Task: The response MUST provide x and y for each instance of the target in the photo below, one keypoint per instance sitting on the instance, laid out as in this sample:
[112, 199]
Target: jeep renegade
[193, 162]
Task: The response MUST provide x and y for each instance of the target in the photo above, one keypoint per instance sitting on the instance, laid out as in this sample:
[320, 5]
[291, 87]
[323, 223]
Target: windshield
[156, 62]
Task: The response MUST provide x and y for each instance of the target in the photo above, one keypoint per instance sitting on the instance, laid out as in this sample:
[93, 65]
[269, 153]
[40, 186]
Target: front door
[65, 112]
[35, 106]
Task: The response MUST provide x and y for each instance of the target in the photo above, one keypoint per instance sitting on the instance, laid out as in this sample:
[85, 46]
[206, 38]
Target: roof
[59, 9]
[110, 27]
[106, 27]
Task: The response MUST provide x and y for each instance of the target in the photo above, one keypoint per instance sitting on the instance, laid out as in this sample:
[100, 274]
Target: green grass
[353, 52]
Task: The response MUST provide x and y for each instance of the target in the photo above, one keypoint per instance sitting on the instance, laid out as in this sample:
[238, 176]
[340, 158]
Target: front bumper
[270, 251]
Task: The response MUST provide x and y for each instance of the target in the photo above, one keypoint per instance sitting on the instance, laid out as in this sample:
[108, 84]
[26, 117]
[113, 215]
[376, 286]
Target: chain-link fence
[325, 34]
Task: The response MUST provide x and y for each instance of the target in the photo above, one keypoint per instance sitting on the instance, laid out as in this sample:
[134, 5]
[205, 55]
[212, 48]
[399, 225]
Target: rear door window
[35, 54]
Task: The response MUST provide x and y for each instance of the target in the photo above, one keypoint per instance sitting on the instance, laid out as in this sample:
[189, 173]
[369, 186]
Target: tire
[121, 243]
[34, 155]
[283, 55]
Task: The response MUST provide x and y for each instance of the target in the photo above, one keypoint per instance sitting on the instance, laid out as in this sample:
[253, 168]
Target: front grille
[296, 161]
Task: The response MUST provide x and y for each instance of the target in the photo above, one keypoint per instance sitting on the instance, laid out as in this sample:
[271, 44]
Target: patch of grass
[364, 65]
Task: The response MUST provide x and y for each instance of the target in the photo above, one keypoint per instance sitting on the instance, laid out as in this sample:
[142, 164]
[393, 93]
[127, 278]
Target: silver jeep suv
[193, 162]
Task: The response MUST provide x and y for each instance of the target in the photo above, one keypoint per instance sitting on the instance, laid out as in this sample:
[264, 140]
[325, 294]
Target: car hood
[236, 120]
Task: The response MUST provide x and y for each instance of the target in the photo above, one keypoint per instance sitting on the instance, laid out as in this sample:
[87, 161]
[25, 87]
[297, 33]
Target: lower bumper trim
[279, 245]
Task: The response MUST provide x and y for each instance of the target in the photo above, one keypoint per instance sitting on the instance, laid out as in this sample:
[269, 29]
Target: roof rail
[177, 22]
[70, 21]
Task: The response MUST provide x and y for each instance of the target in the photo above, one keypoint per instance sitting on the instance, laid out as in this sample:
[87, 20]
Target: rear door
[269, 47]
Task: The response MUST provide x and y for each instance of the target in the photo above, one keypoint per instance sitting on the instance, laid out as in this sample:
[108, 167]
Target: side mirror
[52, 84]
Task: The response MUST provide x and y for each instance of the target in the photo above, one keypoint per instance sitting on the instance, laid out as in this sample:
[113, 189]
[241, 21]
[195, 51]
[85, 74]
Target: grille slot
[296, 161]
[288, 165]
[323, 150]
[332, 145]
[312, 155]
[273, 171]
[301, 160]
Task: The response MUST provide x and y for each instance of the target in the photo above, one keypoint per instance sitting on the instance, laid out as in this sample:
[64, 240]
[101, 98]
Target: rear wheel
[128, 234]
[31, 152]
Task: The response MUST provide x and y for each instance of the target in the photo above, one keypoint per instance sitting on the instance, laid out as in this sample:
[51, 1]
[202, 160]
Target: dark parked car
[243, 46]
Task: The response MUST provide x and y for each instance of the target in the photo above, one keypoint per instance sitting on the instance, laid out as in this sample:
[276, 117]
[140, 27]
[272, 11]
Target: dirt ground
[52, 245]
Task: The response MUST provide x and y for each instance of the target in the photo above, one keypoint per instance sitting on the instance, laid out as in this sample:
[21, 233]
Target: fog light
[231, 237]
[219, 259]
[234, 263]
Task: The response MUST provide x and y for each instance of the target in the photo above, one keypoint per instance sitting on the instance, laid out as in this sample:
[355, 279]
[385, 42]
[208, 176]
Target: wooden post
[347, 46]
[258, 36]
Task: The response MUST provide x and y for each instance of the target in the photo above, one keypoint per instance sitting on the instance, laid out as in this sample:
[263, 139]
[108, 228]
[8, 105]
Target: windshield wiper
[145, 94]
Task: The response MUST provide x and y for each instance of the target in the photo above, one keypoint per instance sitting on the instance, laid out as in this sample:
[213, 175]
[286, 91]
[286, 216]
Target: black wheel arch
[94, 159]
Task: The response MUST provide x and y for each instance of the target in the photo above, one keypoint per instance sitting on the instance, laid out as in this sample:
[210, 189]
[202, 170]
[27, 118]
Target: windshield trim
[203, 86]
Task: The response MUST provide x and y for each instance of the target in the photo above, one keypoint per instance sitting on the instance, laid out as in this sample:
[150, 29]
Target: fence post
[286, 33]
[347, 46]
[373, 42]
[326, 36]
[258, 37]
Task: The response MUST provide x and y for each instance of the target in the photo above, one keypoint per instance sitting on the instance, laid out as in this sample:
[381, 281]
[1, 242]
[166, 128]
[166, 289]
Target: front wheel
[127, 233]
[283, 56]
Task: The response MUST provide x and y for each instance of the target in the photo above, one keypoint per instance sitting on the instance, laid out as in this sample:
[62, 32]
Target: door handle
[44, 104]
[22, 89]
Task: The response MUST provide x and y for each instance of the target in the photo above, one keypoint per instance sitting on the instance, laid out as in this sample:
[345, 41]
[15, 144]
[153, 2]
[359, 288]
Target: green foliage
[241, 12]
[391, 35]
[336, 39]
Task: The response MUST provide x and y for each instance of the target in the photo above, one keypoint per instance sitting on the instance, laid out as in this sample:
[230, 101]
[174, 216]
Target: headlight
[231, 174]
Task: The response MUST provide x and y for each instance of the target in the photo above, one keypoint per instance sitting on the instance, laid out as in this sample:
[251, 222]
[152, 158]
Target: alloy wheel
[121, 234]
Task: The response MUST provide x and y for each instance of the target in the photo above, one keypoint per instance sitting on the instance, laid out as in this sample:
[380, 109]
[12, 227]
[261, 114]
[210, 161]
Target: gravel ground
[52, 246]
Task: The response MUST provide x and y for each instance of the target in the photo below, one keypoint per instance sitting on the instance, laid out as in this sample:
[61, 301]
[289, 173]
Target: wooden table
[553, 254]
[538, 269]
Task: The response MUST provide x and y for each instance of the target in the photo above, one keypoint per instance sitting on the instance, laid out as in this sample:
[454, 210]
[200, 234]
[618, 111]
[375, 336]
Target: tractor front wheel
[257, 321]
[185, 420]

* [Task instructions]:
Output all of the data again, exactly.

* [The result]:
Task: The response MUST provide x and y for each instance of the target in the photo below, one keypoint per instance sitting on the instance, laid out as in this sample:
[112, 199]
Target: jeep renegade
[193, 162]
Task: The response MUST provide x and y for each instance of the target in the photo above, one keypoint per instance sitting on the instance, laid out as in this sample:
[320, 5]
[291, 87]
[323, 223]
Target: windshield
[156, 62]
Task: The response MUST provide x and y for each instance of the target in the photo above, one keypoint per instance sitting on the instance, laid out as in this sample:
[93, 65]
[269, 153]
[40, 186]
Target: front door
[65, 112]
[35, 106]
Task: The response MUST provide x and y for each instance of the target in the photo above, one keypoint per instance sitting on the instance, laid out as in this sample:
[85, 46]
[206, 38]
Target: roof
[59, 9]
[110, 27]
[106, 27]
Task: The response MUST provide x and y for each instance of the target in the photo above, one keypoint per instance sitting on the instance, laid out as in this sample:
[100, 274]
Target: green grass
[353, 52]
Task: The response MUST provide x and y for each instance of the target in the photo above, one keypoint per instance sitting on the instance, laid out as in this sample:
[238, 176]
[340, 158]
Target: front bumper
[270, 251]
Task: The response MUST provide x and y for each instance of the target in the photo above, one keypoint per instance sitting on the instance, laid out as in this sample:
[108, 84]
[26, 117]
[113, 215]
[376, 286]
Target: chain-link fence
[325, 34]
Task: The response MUST provide x and y for each instance of the target in the photo above, one keypoint per instance sitting on the instance, laid out as in this sample:
[134, 5]
[205, 55]
[212, 48]
[399, 225]
Target: rear door window
[35, 54]
Task: The response MUST provide x and y for each instance of the target in the photo above, one keypoint per instance sitting on the instance, laid out as in this sample:
[189, 173]
[369, 186]
Target: tire
[121, 243]
[34, 155]
[283, 55]
Task: The response MUST provide x and y for each instance of the target in the photo above, one keypoint per instance sitting on the instance, laid out as in this sample:
[253, 168]
Target: front grille
[296, 161]
Task: The response MUST provide x and y for each instance of the target in the photo above, one keypoint per instance sitting on the instance, laid out as in this sample:
[271, 44]
Target: patch of grass
[364, 65]
Task: The response MUST provide x and y for each instance of the target in the photo above, one keypoint per instance sitting on the instance, laid out as in this sample:
[142, 164]
[393, 93]
[127, 278]
Target: silver jeep suv
[193, 162]
Task: The response MUST provide x and y for each instance of the target in the photo above, one keypoint per instance sitting on the instance, laid out as in this sample:
[264, 140]
[325, 294]
Target: car hood
[236, 120]
Task: The response MUST provide x and y for each instance of the target in the photo above, one keypoint per instance sitting on the instance, laid out as in this sample:
[87, 161]
[25, 87]
[297, 33]
Target: lower bumper trim
[279, 245]
Task: The response MUST provide x and y for each instance of the target in the photo above, one keypoint per instance sitting on the instance, laid out as in this sample:
[269, 29]
Target: roof rail
[177, 22]
[70, 21]
Task: The response MUST provide x and y for each instance of the target in the photo above, one keypoint per instance sitting on the instance, laid out as in this sample:
[87, 20]
Target: rear door
[269, 47]
Task: The response MUST provide x and y for each instance of the target in the photo above, one keypoint per instance sitting on the instance, laid out as in this sample:
[108, 167]
Target: side mirror
[52, 84]
Task: The response MUST provide x and y for each instance of the target in the photo above, one keypoint per instance sitting on the instance, laid out as in this sample:
[113, 189]
[241, 21]
[195, 51]
[85, 74]
Target: grille slot
[296, 161]
[288, 165]
[323, 150]
[332, 145]
[312, 155]
[273, 171]
[301, 160]
Task: The response MUST provide x and y for each instance of the target in the photo above, one keypoint per instance sitting on the instance, laid out as in this sample:
[64, 240]
[101, 98]
Target: rear wheel
[128, 234]
[31, 152]
Task: The response MUST provide x and y for each instance of the target in the photo above, one keypoint per instance sitting on the instance, laid out as in this sample:
[51, 1]
[202, 160]
Target: dark parked car
[243, 46]
Task: The response MUST provide x and y for each instance of the target in the photo above, one keypoint per instance sitting on the instance, laid out as in this sample:
[276, 117]
[140, 27]
[272, 11]
Target: dirt ground
[52, 245]
Task: The response MUST provide x and y for each instance of the target in the photo above, one keypoint per instance sitting on the instance, laid out as in this sample:
[21, 233]
Target: fog light
[231, 237]
[219, 259]
[234, 263]
Task: The response MUST provide x and y for each instance of the target in the photo above, one keypoint per instance sitting on the instance, laid out as in this sample:
[355, 279]
[385, 42]
[208, 176]
Target: wooden post
[347, 46]
[258, 36]
Task: The response MUST provide x and y for each instance of the target in the photo above, one keypoint per instance sitting on the instance, laid out as in this sample:
[263, 139]
[108, 228]
[8, 105]
Target: windshield wiper
[145, 94]
Task: The response MUST provide x and y for each instance of the target in the photo above, one keypoint per instance sitting on the instance, laid out as in this sample:
[213, 175]
[286, 91]
[286, 216]
Target: black wheel arch
[94, 159]
Task: The response MUST provide x and y for each instance of the target in the photo above, one keypoint per instance sitting on the instance, laid out as in this sample:
[210, 189]
[202, 170]
[27, 118]
Target: windshield trim
[203, 86]
Task: The response MUST provide x and y for each instance of the target in the photo above, one keypoint per instance sitting on the instance, laid out as in this sample:
[150, 29]
Target: fence post
[286, 33]
[347, 46]
[373, 42]
[326, 36]
[258, 37]
Task: The response MUST provide x and y for each instance of the target in the photo above, one keypoint per instance sitting on the instance, laid out as in this sample:
[381, 281]
[1, 242]
[166, 128]
[166, 289]
Target: front wheel
[127, 233]
[283, 56]
Task: The response MUST provide x and y for each instance of the target in the photo above, one keypoint per instance sitting on the instance, laid out as in this sample:
[62, 32]
Target: door handle
[44, 104]
[22, 89]
Task: The response MUST provide x and y for each instance of the target in the photo above, one keypoint per instance sitting on the instance, laid out as in this sample:
[345, 41]
[15, 144]
[153, 2]
[359, 288]
Target: green foliage
[241, 12]
[391, 35]
[336, 39]
Task: The response MUST provide x and y for each instance of the target in the photo above, one keypoint per instance sitting on the instance, laid out as in this sample:
[230, 101]
[174, 216]
Target: headlight
[231, 174]
Task: The response MUST provide x and y for each instance of the target in the photo above, one keypoint per instance sitting on the instance, laid out as in this sample:
[251, 222]
[152, 158]
Target: alloy wheel
[121, 234]
Task: The response MUST provide x and y for each instance of the target in the photo above, one keypoint per instance sitting on the instance, laid out as in this sample:
[380, 109]
[12, 227]
[261, 114]
[210, 161]
Target: gravel ground
[52, 246]
Task: The response MUST provide x and y for each instance of the target in the photo below, one keypoint per instance sitting on the instance, laid out as in this sample:
[61, 301]
[289, 173]
Target: wooden table
[553, 254]
[538, 269]
Task: The response MUST provide x and y for each instance of the target in the photo above, one keypoint per instance sitting on the instance, laid out as in this sample:
[454, 210]
[200, 234]
[618, 111]
[375, 336]
Target: tractor front wheel
[257, 321]
[185, 420]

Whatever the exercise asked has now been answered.